**Given instruction**. Set out every line of the data below as a numbered list, leaving out any blank lines.

**Input rows**.
** start **
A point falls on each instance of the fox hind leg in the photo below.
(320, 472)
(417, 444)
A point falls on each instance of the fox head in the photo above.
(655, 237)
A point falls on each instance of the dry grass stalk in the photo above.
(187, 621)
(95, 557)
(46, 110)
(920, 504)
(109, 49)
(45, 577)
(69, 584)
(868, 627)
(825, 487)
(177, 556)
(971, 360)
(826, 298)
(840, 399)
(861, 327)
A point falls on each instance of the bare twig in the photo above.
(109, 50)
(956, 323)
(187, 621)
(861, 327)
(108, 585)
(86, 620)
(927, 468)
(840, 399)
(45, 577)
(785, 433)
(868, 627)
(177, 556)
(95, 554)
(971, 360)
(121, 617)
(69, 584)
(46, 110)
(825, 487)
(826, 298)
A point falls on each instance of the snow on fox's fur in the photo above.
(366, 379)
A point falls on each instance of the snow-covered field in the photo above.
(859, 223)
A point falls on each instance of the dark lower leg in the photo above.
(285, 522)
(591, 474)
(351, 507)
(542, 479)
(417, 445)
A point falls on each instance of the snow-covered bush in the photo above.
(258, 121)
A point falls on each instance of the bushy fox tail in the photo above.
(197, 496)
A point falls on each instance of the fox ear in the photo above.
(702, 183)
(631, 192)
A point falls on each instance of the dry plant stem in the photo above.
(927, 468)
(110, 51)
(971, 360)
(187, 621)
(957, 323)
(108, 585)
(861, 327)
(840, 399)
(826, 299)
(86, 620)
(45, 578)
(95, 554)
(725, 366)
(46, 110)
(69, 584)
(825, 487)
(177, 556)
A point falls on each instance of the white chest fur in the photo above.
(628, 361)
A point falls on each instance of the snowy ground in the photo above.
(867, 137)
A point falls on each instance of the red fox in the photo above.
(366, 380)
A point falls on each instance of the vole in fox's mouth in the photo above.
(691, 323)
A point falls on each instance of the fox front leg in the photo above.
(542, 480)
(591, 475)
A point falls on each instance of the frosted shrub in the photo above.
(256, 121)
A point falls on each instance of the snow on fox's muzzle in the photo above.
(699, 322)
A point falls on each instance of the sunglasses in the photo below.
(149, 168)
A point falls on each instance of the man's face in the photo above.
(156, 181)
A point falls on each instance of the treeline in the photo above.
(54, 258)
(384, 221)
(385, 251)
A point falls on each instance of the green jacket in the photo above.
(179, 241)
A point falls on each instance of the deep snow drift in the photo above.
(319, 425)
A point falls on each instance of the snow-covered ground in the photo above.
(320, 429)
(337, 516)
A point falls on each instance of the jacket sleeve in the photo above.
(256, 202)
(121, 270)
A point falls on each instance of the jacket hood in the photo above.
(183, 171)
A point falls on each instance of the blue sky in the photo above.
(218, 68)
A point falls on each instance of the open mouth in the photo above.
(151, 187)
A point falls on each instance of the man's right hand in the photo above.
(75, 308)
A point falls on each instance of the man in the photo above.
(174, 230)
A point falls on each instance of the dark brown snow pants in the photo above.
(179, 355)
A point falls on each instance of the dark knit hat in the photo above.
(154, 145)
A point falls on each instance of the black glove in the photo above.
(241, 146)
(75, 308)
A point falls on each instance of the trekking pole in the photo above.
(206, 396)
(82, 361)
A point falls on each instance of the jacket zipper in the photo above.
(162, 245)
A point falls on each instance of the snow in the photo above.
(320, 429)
** end **
**Right answer**.
1. A point falls on each instance of the fox hind leg in the photo below.
2. (320, 472)
3. (417, 444)
4. A point falls on each instance of the fox head in the photo above.
5. (655, 237)
6. A point falls on each instance of the dry grass stalk in the photo above.
7. (187, 621)
8. (95, 557)
9. (46, 110)
10. (920, 504)
11. (109, 49)
12. (45, 577)
13. (69, 584)
14. (868, 627)
15. (825, 487)
16. (177, 556)
17. (971, 360)
18. (826, 298)
19. (840, 399)
20. (861, 327)
21. A point falls on each instance of the bare twig in the photo above.
22. (109, 50)
23. (956, 323)
24. (187, 621)
25. (861, 327)
26. (108, 585)
27. (86, 620)
28. (927, 468)
29. (840, 399)
30. (45, 577)
31. (785, 433)
32. (868, 627)
33. (177, 556)
34. (95, 554)
35. (971, 360)
36. (121, 617)
37. (69, 584)
38. (46, 110)
39. (825, 487)
40. (826, 298)
41. A point falls on each instance of the snow on fox's fur in the photo above.
42. (366, 379)
43. A point falls on each instance of the snow-covered field in the photo above.
44. (859, 223)
45. A point falls on each instance of the dark lower leg in the photo above.
46. (285, 522)
47. (591, 474)
48. (351, 507)
49. (542, 479)
50. (417, 445)
51. A point falls on each instance of the snow-covered bush in the photo above.
52. (258, 121)
53. A point falls on each instance of the bushy fox tail in the photo above.
54. (197, 496)
55. A point falls on each instance of the fox ear in the photo above.
56. (702, 183)
57. (631, 192)
58. A point falls on each instance of the dry plant stem in the photo above.
59. (927, 468)
60. (110, 51)
61. (971, 360)
62. (187, 621)
63. (957, 323)
64. (108, 585)
65. (861, 327)
66. (840, 399)
67. (826, 299)
68. (86, 620)
69. (45, 578)
70. (95, 554)
71. (725, 366)
72. (46, 110)
73. (69, 584)
74. (825, 487)
75. (177, 556)
76. A point falls on each instance of the white chest fur in the photo above.
77. (628, 361)
78. A point falls on each instance of the snowy ground in the photo above.
79. (867, 137)
80. A point falls on each instance of the red fox in the photo above.
81. (366, 380)
82. A point falls on each instance of the vole in fox's mouth in the photo above.
83. (691, 323)
84. A point falls on each instance of the fox front leg in the photo above.
85. (542, 480)
86. (591, 475)
87. A point falls on each instance of the frosted shrub in the photo above.
88. (256, 121)
89. A point falls on each instance of the snow on fox's muzzle in the photo above.
90. (699, 322)
91. A point falls on each instance of the sunglasses in the photo below.
92. (149, 168)
93. A point falls on each instance of the man's face in the photo above.
94. (156, 181)
95. A point falls on each instance of the treeline in the photo above.
96. (54, 258)
97. (384, 221)
98. (385, 251)
99. A point falls on each instance of the green jacket in the photo above.
100. (179, 241)
101. A point falls on each instance of the deep snow drift in the photo above.
102. (319, 425)
103. A point falls on each instance of the snow-covered ground in the photo above.
104. (320, 429)
105. (337, 516)
106. A point falls on each instance of the jacket sleeve in the photo above.
107. (256, 202)
108. (121, 270)
109. A point falls on each instance of the jacket hood in the photo above.
110. (183, 171)
111. A point falls on each instance of the blue sky in the photo above.
112. (218, 68)
113. A point falls on each instance of the open mouth in the photo above.
114. (151, 187)
115. A point falls on each instance of the man's right hand in the photo above.
116. (75, 308)
117. A point falls on each instance of the man in the photo above.
118. (174, 230)
119. A point falls on each instance of the dark brown snow pants in the photo above.
120. (179, 355)
121. A point falls on each instance of the dark knit hat in the photo above.
122. (154, 145)
123. A point falls on each instance of the black glove in the photo above.
124. (241, 146)
125. (75, 308)
126. A point falls on each instance of the trekking pole in the photo above.
127. (206, 396)
128. (82, 361)
129. A point falls on each instance of the jacket zipper in the photo above.
130. (162, 245)
131. A point falls on each instance of the snow in the photo above.
132. (320, 429)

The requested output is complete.